#### Exercise description
Copy the lines of the listing below, character for character, from the line that contains "Emit one marker per instance in this form: [(1252, 304)]." through the line that contains "486), (836, 443)]", with both of those lines included.

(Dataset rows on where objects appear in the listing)
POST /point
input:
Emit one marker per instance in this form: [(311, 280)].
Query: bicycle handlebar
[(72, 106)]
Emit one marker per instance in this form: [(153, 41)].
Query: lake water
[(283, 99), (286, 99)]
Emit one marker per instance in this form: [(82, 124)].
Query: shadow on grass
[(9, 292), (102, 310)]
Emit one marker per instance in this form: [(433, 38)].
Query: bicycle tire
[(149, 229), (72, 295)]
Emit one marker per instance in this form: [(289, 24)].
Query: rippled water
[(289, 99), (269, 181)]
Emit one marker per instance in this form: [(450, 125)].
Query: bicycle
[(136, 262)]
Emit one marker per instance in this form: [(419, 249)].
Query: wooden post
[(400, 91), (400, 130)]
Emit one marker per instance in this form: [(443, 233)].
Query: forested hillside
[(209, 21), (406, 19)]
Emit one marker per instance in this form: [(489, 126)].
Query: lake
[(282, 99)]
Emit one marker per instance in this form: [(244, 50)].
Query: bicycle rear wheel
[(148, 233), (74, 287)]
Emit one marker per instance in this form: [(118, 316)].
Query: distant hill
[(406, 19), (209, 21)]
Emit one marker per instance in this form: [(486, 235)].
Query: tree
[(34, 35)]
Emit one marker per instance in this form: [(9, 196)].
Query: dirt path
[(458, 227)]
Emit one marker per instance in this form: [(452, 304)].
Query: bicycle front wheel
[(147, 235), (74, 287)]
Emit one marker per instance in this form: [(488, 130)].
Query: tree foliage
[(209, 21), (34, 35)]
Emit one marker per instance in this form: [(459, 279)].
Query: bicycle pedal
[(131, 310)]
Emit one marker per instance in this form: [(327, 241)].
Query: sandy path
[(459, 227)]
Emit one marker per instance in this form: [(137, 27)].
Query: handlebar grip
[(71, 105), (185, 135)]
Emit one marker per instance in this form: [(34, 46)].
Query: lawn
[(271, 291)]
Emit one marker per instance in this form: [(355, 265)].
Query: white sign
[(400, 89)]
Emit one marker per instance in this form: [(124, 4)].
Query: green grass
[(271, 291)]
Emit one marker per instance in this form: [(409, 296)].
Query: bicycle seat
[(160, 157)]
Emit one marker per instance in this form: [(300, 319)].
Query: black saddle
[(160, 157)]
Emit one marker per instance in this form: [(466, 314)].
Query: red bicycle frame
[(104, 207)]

...

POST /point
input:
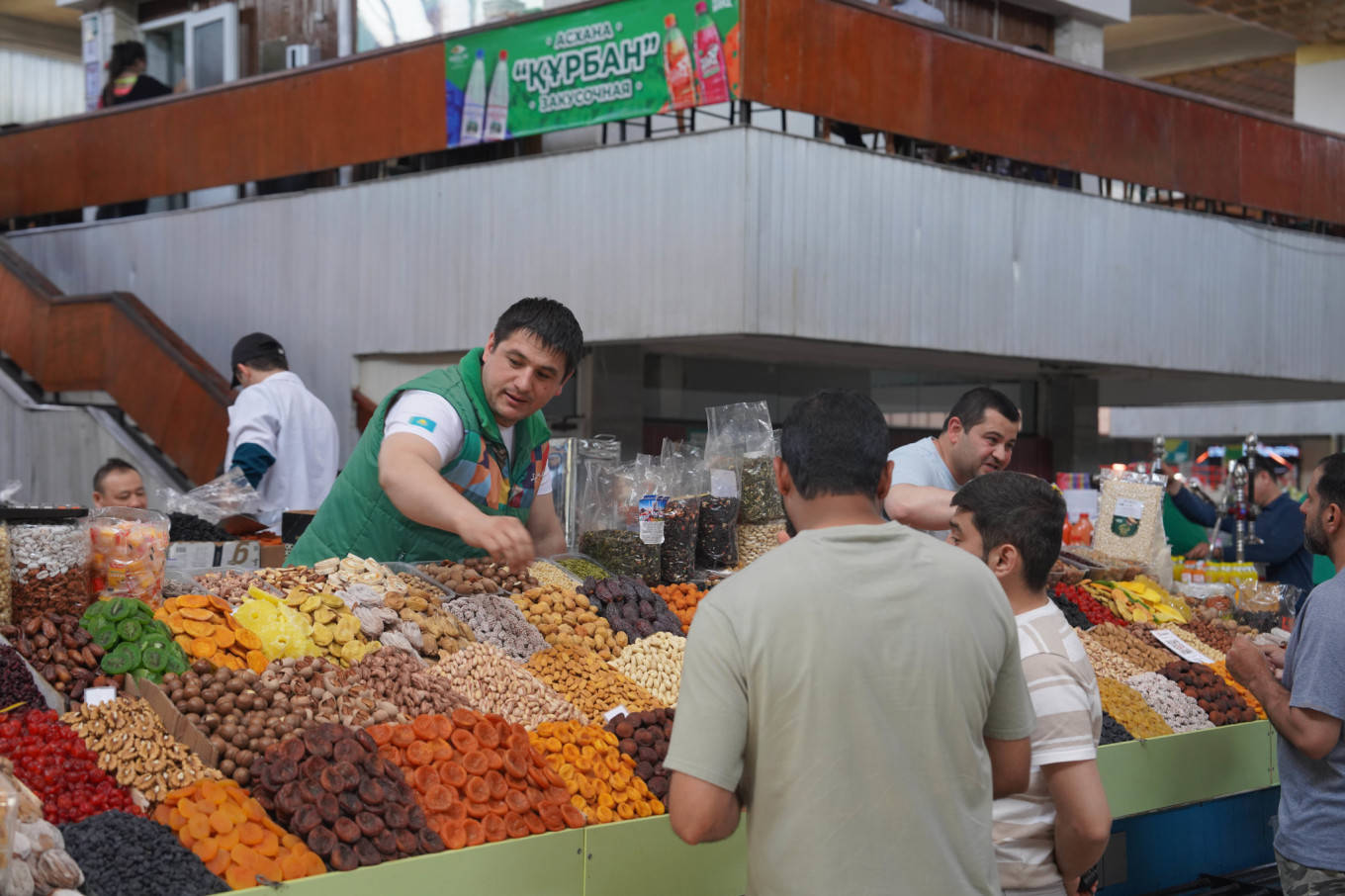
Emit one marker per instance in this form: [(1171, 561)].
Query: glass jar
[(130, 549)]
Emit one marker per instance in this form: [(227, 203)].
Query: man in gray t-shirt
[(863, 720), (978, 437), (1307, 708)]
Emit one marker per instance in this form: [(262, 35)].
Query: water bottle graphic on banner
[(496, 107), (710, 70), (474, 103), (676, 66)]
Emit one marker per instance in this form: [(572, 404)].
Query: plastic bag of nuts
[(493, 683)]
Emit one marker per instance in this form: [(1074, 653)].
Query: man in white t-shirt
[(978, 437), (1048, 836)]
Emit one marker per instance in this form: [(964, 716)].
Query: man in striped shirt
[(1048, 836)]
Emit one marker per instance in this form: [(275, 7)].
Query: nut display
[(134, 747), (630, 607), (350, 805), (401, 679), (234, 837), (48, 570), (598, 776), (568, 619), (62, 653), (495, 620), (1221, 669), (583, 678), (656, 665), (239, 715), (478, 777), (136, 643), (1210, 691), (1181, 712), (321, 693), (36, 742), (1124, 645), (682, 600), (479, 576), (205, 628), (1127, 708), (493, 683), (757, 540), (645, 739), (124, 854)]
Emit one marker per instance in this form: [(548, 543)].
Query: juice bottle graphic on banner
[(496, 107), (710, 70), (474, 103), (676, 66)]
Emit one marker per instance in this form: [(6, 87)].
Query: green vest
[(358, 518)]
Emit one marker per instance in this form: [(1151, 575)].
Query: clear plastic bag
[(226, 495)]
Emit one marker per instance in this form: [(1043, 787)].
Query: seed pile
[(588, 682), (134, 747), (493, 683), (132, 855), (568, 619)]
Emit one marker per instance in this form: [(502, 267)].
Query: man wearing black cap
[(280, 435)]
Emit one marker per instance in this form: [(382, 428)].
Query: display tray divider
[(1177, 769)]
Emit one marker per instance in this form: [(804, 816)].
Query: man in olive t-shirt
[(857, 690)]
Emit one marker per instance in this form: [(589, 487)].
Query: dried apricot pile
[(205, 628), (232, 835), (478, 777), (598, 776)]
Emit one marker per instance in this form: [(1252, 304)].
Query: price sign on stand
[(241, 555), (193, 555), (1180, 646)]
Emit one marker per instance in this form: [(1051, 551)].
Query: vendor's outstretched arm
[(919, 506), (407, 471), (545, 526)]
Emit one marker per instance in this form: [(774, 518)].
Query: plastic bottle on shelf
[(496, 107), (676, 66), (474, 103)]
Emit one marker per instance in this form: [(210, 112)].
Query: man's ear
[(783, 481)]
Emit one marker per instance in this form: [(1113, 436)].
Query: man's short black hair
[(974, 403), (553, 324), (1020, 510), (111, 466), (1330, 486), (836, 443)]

#### Result of this task
Emit one marker per instance in this form: [(1252, 304)].
Query: price sign on stand
[(241, 555), (193, 555), (1180, 646)]
Emit one marker per instance in this form: [(1051, 551)].
Query: vendor's outstretched arm
[(919, 506), (407, 471), (545, 526)]
Emit one marker per instance in this form: [(774, 518)].
Query: plastic bottle on shelf
[(496, 107), (676, 66), (474, 103)]
Emit one marker per instance in this form: [(210, 112)].
Query: man's ear
[(783, 481)]
Emit one marker per instance in this form: [(1113, 436)].
Query: man's short black hair
[(974, 403), (553, 324), (1020, 510), (111, 466), (1330, 486), (836, 443)]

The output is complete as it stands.